● **Given instruction**
Select every line of the entries that contains the word "tent" and copy each one out.

● **Data provided**
· · · · · · ·

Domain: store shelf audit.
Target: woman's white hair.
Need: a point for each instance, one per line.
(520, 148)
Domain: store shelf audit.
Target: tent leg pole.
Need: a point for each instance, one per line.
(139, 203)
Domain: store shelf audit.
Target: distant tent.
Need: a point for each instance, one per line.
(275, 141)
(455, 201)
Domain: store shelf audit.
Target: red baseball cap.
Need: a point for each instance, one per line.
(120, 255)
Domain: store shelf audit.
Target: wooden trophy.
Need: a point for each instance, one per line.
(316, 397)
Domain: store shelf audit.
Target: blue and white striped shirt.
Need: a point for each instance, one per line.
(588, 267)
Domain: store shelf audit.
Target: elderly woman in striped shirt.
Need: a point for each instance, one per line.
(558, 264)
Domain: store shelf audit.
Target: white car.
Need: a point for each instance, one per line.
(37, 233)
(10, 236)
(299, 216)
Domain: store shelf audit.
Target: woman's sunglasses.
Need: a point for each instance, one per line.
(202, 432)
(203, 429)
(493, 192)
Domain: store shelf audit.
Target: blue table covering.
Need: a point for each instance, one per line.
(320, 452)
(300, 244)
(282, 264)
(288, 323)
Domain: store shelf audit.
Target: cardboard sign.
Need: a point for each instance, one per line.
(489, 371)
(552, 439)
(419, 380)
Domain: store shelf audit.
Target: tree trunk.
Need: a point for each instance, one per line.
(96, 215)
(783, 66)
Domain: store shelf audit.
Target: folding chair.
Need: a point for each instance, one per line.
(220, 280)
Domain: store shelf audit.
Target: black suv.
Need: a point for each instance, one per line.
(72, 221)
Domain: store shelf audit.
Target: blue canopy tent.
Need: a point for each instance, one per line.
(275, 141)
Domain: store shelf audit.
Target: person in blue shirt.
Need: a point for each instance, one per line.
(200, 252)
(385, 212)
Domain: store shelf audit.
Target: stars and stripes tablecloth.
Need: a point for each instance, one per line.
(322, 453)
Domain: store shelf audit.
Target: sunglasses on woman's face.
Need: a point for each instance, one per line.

· · · · · · ·

● **Answer**
Target: tent leg pole.
Target: distant tent.
Target: blue canopy tent.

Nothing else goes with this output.